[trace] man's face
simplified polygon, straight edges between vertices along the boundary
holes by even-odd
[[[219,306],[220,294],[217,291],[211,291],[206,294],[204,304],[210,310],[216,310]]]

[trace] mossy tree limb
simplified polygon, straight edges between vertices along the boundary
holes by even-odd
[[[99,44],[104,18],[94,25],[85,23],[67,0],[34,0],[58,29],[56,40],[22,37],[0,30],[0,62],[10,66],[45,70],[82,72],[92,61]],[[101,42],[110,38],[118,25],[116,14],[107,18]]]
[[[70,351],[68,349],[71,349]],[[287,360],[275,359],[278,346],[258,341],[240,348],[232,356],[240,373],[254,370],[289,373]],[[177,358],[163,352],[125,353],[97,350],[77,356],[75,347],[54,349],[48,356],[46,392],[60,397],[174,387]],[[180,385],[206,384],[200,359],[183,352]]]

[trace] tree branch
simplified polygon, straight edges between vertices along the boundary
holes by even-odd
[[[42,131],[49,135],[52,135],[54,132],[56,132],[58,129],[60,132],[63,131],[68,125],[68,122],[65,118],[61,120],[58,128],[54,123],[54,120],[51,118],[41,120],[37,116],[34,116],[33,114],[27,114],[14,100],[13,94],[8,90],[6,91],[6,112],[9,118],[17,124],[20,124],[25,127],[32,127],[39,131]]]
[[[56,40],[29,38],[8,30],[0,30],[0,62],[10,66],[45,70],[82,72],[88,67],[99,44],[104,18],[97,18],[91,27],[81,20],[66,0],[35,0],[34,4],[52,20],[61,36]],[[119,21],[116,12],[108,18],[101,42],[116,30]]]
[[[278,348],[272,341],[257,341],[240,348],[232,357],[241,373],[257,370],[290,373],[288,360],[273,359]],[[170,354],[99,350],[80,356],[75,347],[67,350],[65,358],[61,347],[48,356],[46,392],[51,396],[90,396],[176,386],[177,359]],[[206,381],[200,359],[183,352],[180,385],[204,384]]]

INSTRUCTION: Retype every entry word for word.

OUTPUT FOR THIS TASK:
[trace] man's face
simplified polygon, straight edges between vertices along the boundary
holes by even-odd
[[[219,306],[220,294],[217,291],[211,291],[206,294],[204,304],[210,310],[216,310]]]

[trace] mossy tree limb
simplified polygon, straight edges between vertices along the boundary
holes by even-odd
[[[99,44],[104,18],[94,25],[85,23],[67,0],[34,0],[58,29],[56,40],[22,37],[0,30],[0,62],[10,66],[45,70],[82,72],[92,61]],[[101,42],[110,38],[118,25],[116,14],[107,18]]]
[[[70,351],[68,349],[71,349]],[[287,360],[275,359],[278,346],[258,341],[240,348],[232,356],[240,373],[254,370],[289,373]],[[177,358],[163,352],[125,353],[97,350],[77,356],[75,347],[54,349],[48,356],[46,392],[60,397],[174,387]],[[180,385],[206,384],[200,359],[183,352]]]

[trace] tree branch
simplified polygon, straight edges between vertices along the boundary
holes by even-odd
[[[42,131],[49,135],[52,135],[54,132],[56,132],[58,129],[60,132],[63,131],[68,125],[68,122],[65,118],[61,120],[58,128],[54,123],[54,120],[51,118],[41,120],[37,116],[34,116],[33,114],[27,114],[14,100],[13,94],[8,90],[6,91],[6,112],[9,118],[17,124],[20,124],[25,127],[32,127],[39,131]]]
[[[56,40],[29,38],[8,30],[0,30],[0,62],[10,66],[45,70],[82,72],[88,67],[99,44],[104,18],[97,18],[91,27],[81,20],[66,0],[35,0],[34,4],[52,20],[61,36]],[[119,21],[116,12],[108,18],[101,42],[116,30]]]
[[[278,348],[272,341],[257,341],[240,348],[232,357],[241,373],[257,370],[290,373],[288,360],[273,359]],[[170,354],[99,350],[80,356],[75,347],[67,350],[65,358],[61,347],[48,356],[46,392],[51,396],[90,396],[176,386],[177,359]],[[206,381],[200,359],[183,352],[180,385],[204,384]]]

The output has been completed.